■ **TEXTO EXTRAÍDO**:
______________________________

Agenda 23/09/2018 às 01:03

O presente trabalho possui por escopo a análise da tipificação contida no art. 217-A do Código Penal, notadamente na discussão acerca de sua aplicação

O delito de estupro de vulnerável encontra-se tipificado no art. 217-A do Código Penal, com a seguinte redação:

Art. 217-A.  Ter conjunção carnal ou praticar outro ato libidinoso com menor de 14 (catorze) anos: (Incluído pela Lei nº 12.015, de 2009)

Pena - reclusão, de 8 (oito) a 15 (quinze) anos. (Incluído pela Lei nº 12.015, de 2009)

§ 1o  Incorre na mesma pena quem pratica as ações descritas no caput com alguém que, por enfermidade ou deficiência mental, não tem o necessário discernimento para a prática do ato, ou que, por qualquer outra causa, não pode oferecer resistência. (Incluído pela Lei nº 12.015, de 2009)

§ 2o  (VETADO) (Incluído pela Lei nº 12.015, de 2009)

Com o advento da Lei nº 12.015/2009, o sistema de presunções de violência foi abandonado, cedendo espaço à objetividade fática. Isso porque, ainda que haja o consentimento da vítima ou mesmo se esta se encontrar em situação de promiscuidade (ex. prostituição) haverá crime. Trata-se de presunção juri et juri (absoluta).

A configuração do tipo estupro de vulnerável prescinde da elementar violência de fato ou presumida, bastando que o agente mantenha conjunção carnal ou pratique outro ato libidinoso com menor de catorze anos, como se vê, claramente, da redação do art. 217-A, nos termos da Lei n.º 12.015/2009”[1].

______________________________

Segundo o texto extraído, por que, com a Lei nº 12.015/2009, o sistema de presunções de violência foi abandonado em favor da objetividade fática? Responda em até três frases.

______________________________

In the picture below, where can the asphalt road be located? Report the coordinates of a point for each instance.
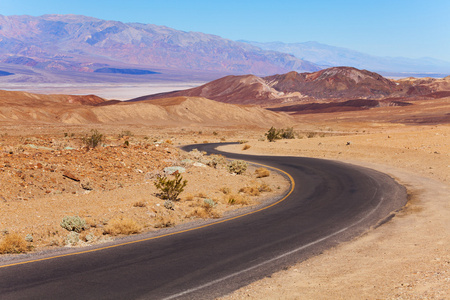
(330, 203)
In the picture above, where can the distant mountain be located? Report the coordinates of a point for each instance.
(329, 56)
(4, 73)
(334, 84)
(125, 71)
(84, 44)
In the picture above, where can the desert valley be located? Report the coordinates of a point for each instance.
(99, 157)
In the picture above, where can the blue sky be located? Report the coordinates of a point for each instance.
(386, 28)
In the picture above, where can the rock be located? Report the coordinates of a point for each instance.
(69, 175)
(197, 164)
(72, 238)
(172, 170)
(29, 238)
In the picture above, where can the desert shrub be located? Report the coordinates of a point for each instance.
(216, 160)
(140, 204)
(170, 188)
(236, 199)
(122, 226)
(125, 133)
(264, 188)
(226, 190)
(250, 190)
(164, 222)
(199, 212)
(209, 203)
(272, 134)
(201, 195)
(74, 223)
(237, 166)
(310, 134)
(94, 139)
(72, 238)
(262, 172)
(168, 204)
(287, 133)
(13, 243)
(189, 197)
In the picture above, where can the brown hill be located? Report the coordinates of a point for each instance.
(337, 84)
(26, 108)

______________________________

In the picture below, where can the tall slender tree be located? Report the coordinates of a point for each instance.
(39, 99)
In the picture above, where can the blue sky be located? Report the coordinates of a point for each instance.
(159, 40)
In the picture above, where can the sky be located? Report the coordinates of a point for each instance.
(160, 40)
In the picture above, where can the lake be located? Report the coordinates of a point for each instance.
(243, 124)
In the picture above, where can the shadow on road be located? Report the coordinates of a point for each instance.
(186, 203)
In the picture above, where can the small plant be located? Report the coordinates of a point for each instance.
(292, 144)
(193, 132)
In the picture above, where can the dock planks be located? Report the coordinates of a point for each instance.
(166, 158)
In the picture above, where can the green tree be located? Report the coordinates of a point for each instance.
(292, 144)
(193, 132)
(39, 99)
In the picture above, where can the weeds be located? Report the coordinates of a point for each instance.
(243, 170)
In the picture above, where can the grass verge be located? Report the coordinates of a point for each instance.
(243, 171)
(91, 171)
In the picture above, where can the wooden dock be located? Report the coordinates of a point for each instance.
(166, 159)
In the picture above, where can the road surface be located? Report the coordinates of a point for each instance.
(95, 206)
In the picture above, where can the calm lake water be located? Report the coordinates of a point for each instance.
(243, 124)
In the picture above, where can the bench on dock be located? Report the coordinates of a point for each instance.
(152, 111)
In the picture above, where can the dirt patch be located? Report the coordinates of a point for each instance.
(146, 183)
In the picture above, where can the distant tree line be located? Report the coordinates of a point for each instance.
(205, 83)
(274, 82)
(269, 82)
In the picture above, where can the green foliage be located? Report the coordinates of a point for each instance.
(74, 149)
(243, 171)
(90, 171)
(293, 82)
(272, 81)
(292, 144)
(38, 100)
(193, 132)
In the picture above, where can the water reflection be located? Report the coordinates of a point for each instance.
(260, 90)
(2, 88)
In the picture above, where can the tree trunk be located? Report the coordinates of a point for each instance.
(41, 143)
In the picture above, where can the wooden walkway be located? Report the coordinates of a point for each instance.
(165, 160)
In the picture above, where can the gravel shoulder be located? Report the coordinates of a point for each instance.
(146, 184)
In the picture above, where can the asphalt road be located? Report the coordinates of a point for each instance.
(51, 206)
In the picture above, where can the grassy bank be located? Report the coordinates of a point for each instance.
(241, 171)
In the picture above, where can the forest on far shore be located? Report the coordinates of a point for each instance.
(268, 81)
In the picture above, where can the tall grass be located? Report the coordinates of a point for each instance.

______________________________

■ **SOLUÇÃO DA TAREFA**: Porque haverá crime mesmo que exista o consentimento da vítima ou que ela esteja em situação de promiscuidade, como a prostituição. Trata-se de uma presunção juri et juri, ou seja, absoluta. O tipo dispensa a violência de fato ou presumida: basta que o agente mantenha conjunção carnal ou pratique outro ato libidinoso com menor de catorze anos.